§ EXERCISE PASSAGE

Skip to content

mavroudo/SequenceDetectionQueryExecutor

Repository files navigation

SIESTA Query Processor

This project implements the query processor of the SIESTA. A Scalable Infrastructure for Sequential Pattern Analysis. It utilizes the indices built by the Preprocess Component in order to efficiently respond to pattern queries. The supported functionalities so far is Pattern Detection, Pattern Continuation and Basic Statistics. There are a number of variations in the above queries that enables different scenarios.

Additionally, on top of the basic SIESTA infrastructure, 2 others methods have been implemented, namely Signature and Set-Containment.

Requirements

  • JDK 11
  • Maven

Setting properties

Before building the jar, you should modify the application/database properties located in resources/application.properties. These properties include, the choice of the database (Currently just s3 for S3), the choice for delta or not, depending on if the file was indexed using streaming (delta:true) or batching (delta:false), contact points, authentication information etc.

Build

Once properties are set, you can build the executable jar with the following command. Tests were skipped because they are tailored to a specific dataset (synthetic) used in the preprocess.

mvn package -Dmaven.test.skip //creates the jar without running the tests

Execution

For the web application to be served in production a tomcat server is required, and the app must be exported as a war file. For local deployment, with

java -jar target/siesta-query-processor-2.0.jar

Running in IntelliJ

To run it locally specify the properties in the application.properties file in the resources folder and then run the project after adding in the Add VM options under Run/Edit configurations the following line
--add-opens=java.base/sun.nio.ch=ALL-UNNAMED

Running in docker

To run it locally open a terminal inside SequenceDetectionQueryExecutor file and run:

docker-compose build
docker-compose up -d

Ensure that this docker and the database can communicate, either run database on a public ip or connect these two on the same network. You need to specify these environment variables (you can keep the default ones if you want) in the docker-compose file before running the QueryExecutor.

      master.uri: local[*]
      database: s3
      delta: false # True for streaming, False for batching
      #for s3 (minio)
      s3.endpoint: http://minio:9000
      s3.user: minioadmin
      s3.key: minioadmin
      s3.timeout: 600000
      server.port: 8090 

SIESTA Query type list

Below there is a list of all the possible SIESTA queries along with an example JSON or an example url assuming the Query Processor is running on localhost:8090

  • GET /health/check (Checks if the application is up and running)
  • GET /lognames (Returns the names of the different log databases)
  • POST /eventTypes (Returns the names of the different event types for a specific log database)
    Example JSON:
{
  "log_name" : "test"
}
  • GET /refreshData (Reloads metadata, this should run after a new log file is appended)
  • POST /metadata (Returns metadata for a specific log database)
    Example JSON:
{
  "log_name" : "test"
}
  • POST /stats (Returns basic statistics for each consecutive event-pair in the query pattern)
    Example JSON:
{
    "log_name": "test",
    "pattern": {
        "events": [
            {
                "name": "K",
                "position": 0
            },
            {
                "name": "L",
                "position": 1
            }
        ]
    }
}
  • POST /detection (Returns traces that contain an occurrence of the query pattern)

Data items
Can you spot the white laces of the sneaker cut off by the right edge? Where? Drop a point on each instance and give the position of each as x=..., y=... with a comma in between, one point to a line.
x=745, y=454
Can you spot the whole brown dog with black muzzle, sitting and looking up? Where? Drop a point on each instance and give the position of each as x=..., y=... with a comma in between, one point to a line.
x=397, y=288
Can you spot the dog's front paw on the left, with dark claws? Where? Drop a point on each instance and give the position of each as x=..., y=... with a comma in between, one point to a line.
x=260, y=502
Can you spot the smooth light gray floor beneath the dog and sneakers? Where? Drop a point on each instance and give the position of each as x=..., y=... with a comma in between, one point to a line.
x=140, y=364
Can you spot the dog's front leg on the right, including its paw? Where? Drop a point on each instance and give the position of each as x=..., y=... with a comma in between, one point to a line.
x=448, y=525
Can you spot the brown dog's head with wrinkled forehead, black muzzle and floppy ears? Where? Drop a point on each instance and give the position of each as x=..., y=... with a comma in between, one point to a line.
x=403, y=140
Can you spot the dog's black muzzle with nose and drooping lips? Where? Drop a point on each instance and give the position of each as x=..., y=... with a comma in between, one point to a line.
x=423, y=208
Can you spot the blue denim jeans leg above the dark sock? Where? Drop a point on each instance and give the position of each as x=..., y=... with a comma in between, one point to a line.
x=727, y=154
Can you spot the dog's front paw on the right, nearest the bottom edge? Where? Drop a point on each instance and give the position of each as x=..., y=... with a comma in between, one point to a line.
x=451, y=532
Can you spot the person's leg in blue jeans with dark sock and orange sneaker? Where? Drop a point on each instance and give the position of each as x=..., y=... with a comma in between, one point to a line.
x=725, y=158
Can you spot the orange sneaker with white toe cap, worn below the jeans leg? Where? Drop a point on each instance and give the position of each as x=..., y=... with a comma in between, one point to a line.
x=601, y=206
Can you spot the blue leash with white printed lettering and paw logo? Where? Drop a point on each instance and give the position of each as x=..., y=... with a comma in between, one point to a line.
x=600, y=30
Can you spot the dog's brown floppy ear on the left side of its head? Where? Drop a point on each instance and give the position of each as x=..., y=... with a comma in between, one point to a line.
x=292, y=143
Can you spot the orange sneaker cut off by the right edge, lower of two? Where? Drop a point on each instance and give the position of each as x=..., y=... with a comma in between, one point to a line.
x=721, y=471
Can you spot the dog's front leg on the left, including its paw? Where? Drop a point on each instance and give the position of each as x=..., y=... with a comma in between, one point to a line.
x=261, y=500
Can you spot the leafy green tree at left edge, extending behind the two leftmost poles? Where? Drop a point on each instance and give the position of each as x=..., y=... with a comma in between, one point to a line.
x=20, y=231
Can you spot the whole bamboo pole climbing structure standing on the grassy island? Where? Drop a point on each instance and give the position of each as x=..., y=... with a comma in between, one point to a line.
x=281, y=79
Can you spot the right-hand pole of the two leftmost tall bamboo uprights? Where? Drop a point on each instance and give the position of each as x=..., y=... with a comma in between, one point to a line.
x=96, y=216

...

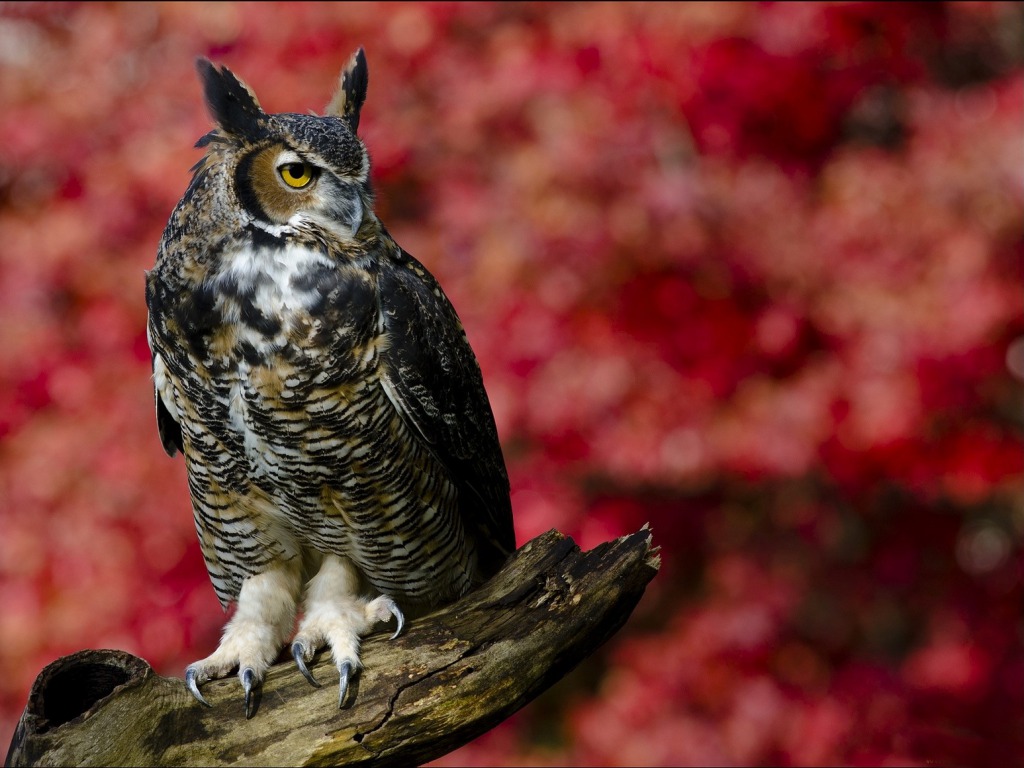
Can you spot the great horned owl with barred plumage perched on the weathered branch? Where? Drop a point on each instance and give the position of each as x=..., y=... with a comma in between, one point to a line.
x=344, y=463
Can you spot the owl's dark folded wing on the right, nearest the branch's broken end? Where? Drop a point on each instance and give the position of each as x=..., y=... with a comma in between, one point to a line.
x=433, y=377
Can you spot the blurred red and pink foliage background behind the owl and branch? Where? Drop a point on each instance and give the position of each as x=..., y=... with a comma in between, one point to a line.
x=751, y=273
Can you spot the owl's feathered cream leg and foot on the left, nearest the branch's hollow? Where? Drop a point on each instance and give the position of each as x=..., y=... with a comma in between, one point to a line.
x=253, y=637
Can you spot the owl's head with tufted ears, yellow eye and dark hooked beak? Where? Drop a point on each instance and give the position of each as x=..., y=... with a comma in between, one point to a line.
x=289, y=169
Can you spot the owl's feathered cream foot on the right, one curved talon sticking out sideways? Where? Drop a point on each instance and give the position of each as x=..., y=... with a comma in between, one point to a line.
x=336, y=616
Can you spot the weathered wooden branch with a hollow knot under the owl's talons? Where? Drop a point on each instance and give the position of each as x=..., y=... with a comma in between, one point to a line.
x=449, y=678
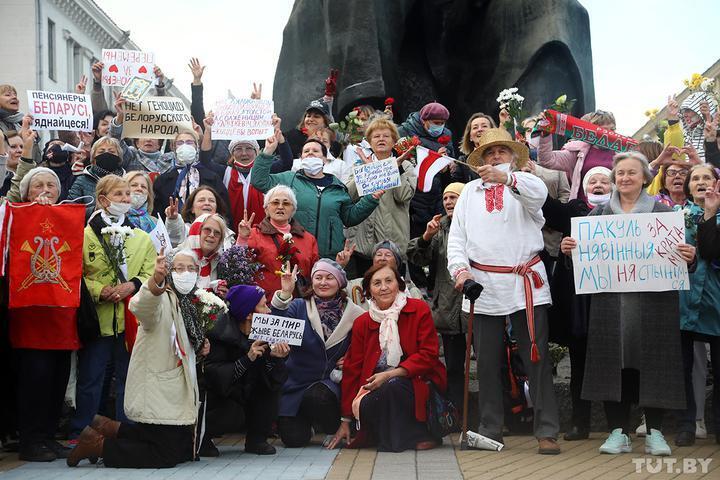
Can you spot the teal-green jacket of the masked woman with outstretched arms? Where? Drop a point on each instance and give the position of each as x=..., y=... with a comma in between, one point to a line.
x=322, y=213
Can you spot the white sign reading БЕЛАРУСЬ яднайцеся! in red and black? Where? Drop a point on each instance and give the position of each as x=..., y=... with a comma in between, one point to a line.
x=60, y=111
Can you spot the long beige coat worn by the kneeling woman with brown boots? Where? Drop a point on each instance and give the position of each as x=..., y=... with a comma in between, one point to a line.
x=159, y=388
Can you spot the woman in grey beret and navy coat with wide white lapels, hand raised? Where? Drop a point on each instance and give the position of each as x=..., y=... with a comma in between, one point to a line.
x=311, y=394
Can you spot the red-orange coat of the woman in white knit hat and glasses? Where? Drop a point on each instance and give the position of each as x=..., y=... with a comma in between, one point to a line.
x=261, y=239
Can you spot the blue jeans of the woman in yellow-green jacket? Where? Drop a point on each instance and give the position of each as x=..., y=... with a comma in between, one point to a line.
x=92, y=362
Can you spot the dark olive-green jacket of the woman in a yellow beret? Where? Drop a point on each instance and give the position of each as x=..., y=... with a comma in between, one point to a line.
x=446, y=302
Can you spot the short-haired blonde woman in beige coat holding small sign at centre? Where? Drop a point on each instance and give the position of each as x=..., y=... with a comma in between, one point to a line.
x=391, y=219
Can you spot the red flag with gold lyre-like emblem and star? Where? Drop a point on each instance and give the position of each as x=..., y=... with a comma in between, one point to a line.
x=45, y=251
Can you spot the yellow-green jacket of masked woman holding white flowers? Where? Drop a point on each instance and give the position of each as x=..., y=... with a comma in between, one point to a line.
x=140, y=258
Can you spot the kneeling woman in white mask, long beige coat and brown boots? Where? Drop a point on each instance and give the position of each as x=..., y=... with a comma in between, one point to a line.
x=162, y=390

§ TASK OBJECTIVE
According to the SIESTA Query Processor text, why are the tests skipped when the jar is built?

§ ANSWER SPACE
They are tailored to a specific synthetic dataset used in the preprocess.